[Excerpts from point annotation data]
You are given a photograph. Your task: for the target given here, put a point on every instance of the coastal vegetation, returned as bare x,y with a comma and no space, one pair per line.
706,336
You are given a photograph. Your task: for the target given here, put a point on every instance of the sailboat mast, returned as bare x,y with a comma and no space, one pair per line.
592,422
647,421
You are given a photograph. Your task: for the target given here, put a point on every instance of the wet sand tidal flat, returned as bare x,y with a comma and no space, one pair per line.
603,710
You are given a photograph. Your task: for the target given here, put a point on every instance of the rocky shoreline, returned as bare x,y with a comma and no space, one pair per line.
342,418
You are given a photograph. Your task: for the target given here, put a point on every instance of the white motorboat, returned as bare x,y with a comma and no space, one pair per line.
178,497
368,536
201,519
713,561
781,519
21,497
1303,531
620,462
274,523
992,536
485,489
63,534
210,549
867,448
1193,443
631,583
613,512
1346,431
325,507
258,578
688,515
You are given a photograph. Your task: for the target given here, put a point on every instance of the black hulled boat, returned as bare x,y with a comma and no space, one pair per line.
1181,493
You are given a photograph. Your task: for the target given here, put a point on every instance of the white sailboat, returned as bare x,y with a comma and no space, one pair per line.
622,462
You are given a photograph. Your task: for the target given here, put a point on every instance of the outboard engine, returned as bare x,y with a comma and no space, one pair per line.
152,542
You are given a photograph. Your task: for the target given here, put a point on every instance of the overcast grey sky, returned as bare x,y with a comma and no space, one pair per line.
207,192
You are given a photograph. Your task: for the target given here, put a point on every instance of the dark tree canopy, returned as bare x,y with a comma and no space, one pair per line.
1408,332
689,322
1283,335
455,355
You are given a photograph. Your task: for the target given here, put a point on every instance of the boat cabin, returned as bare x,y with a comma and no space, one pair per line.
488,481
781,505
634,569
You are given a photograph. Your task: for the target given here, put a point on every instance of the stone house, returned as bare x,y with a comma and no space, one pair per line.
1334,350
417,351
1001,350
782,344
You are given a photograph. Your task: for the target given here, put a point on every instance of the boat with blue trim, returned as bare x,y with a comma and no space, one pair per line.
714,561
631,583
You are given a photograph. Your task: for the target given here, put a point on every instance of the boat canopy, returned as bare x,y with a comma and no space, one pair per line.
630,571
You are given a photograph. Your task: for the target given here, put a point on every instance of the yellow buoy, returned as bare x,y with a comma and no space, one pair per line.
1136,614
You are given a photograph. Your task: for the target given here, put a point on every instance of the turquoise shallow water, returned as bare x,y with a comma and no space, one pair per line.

[Written request]
Copy the entries verbatim, starting at the line containing "boat canopy, returned" and continuing through the last line of the entries, with both ends included.

[Result]
You are given a photograph. Your task: for the target given here, put a point on every instance of the boat canopy, returned as bare x,y with a comma and no space, one pair per line.
630,571
You are given a photograph. Your task: for the target given here, put a point on every instance of the yellow buoy, returned as bare x,y with a comma and no space, one pair per line.
1136,614
You are given a photograph. Your task: for the target given here, put a point on every instance of the turquoise shallow water, returned as bare x,y with a comma and no space, one pair per line.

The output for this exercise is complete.